Text passage:
I am working on putting together a little riparium setup for one of my bettas, but still trying to decide on which tank to use. I might use the 11.4G rimless tank that I used for this other riparium planting...










However, in order to use that aquarium with a betta I might have to lower the water quite a bit to prevent a jump out of the tank. I have wondered how many inches of vertical a betta can clear(???).

Well this is just a start on this anyway. I have some pictures I can dig up to explain more about ripariums. I might also start a journal thread for the betta setup that I want to do.


----------



## Comet1993 (Jul 28, 2011)

That tank looks lovely! =] I'm sure a betta would find that to be a very happy home. I like the natural look to it. My concern about it would be the jumping out, too. I'm not sure how high a betta can "jump".. I'd be interested to know that, as well.


----------



## Snappyarcher (Aug 6, 2011)

Comet1993 said:


> That tank looks lovely! =] I'm sure a betta would find that to be a very happy home. I like the natural look to it. My concern about it would be the jumping out, too. I'm not sure how high a betta can "jump".. I'd be interested to know that, as well.


Rip tanks have been around since the 70s in Europe and have the major advantage of being a really spectacle of hydroponics! Beautiful tanks like the one posted are not easy to cultivate let alone maintain and I'm highly impressed! A betta is unlikely to jump for two reasons .... One they are not good jumpers with those long flowing fins but two.... Because they can see vegitation above the waterline which gives a feeling of security... However be warned ... If this is a species setup ... Ie bettas
_Posted via Mobile Device_


----------



## Snappyarcher (Aug 6, 2011)

Comet1993 said:


> That tank looks lovely! =] I'm sure a betta would find that to be a very happy home. I like the natural look to it. My concern about it would be the jumping out, too. I'm not sure how high a betta can "jump".. I'd be interested to know that, as well.


Rip tanks have been around since the 70s in Europe and have the major advantage of being a really spectacle of hydroponics! Beautiful tanks like the one posted are not easy to cultivate let alone maintain and I'm highly impressed! A betta is unlikely to jump for two reasons .... One they are not good jumpers with those long flowing fins but two.... Because they can see vegitation above the waterline which gives a feeling of security... However be warned ... If this is a species setup ... Ie bettas only .... The likelihood is that they will breed! Bettas are leaf nest builders and a rip tank is ideal for them!
_Posted via Mobile Device_


----------



## LittleBettaFish (Oct 2, 2010)

I would say at least 3-5 inches below the lip of your tank if you're housing short-finned or wild type bettas as both can jump considerable heights and escape through the smallest gaps. 

If you're putting a long-tail male in, you could probably leave the water level a little bit higher, since the weight of their tail often dissuades them from jumping out. 

I always like the look of a riparium and was going to grow some emersed plants in my betta barracks to suck up some extra nutrients.


----------



## dragonflie (Aug 5, 2011)

LittleBettaFish said:


> I would say at least 3-5 inches below the lip of your tank if you're housing short-finned or wild type bettas as both can jump considerable heights and escape through the smallest gaps.
> 
> If you're putting a long-tail male in, you could probably leave the water level a little bit higher, since the weight of their tail often dissuades them from jumping out.

Dataset entries:
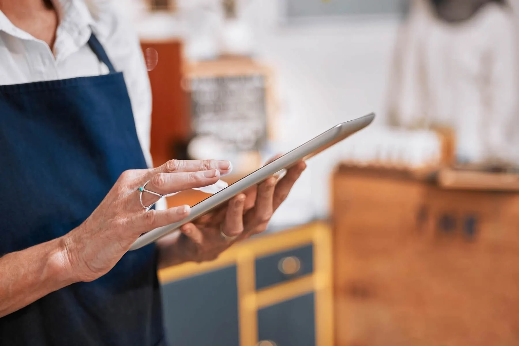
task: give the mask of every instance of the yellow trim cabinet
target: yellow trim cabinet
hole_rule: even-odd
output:
[[[159,272],[175,346],[333,344],[331,231],[315,223]]]

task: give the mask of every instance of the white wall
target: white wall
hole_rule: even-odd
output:
[[[193,1],[180,0],[179,3],[192,6]],[[197,1],[212,3],[211,0]],[[284,23],[282,0],[243,0],[242,3],[247,5],[240,6],[240,17],[252,26],[256,58],[276,73],[281,126],[275,151],[289,150],[338,122],[371,112],[377,114],[376,123],[384,122],[398,19],[350,18],[334,23],[290,25]],[[218,21],[207,18],[209,19],[203,20],[203,26],[208,25],[208,20]],[[172,33],[185,30],[171,29],[182,26],[182,20],[172,22],[176,20],[156,16],[143,21],[143,27],[139,30],[164,31],[169,25]],[[199,30],[200,25],[196,25]],[[318,217],[327,214],[329,177],[340,151],[337,146],[312,159],[283,206],[284,211],[277,213],[280,220],[284,217],[290,222],[290,219],[302,217],[302,214],[314,213]],[[299,216],[292,215],[292,210],[297,211]]]
[[[253,23],[258,58],[276,72],[284,124],[279,132],[282,147],[293,147],[339,122],[371,112],[377,113],[377,124],[383,123],[399,20],[351,19],[290,25],[280,23],[280,4],[256,1],[245,14]],[[329,176],[340,150],[340,146],[331,148],[309,162],[289,203],[311,199],[317,216],[327,215]]]

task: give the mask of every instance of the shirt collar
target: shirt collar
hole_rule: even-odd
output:
[[[95,23],[88,7],[82,0],[52,0],[52,2],[60,21],[54,45],[56,59],[59,60],[86,44],[92,33],[92,28],[95,30]],[[2,11],[0,31],[22,39],[36,39],[15,26]]]

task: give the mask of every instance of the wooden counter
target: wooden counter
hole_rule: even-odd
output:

Exercise goal: Revise the passage of the riparium thread that begins with "I am working" and ends with "other riparium planting..." by replacing "rimless" with "open-top".

Result for this exercise:
I am working on putting together a little riparium setup for one of my bettas, but still trying to decide on which tank to use. I might use the 11.4G open-top tank that I used for this other riparium planting...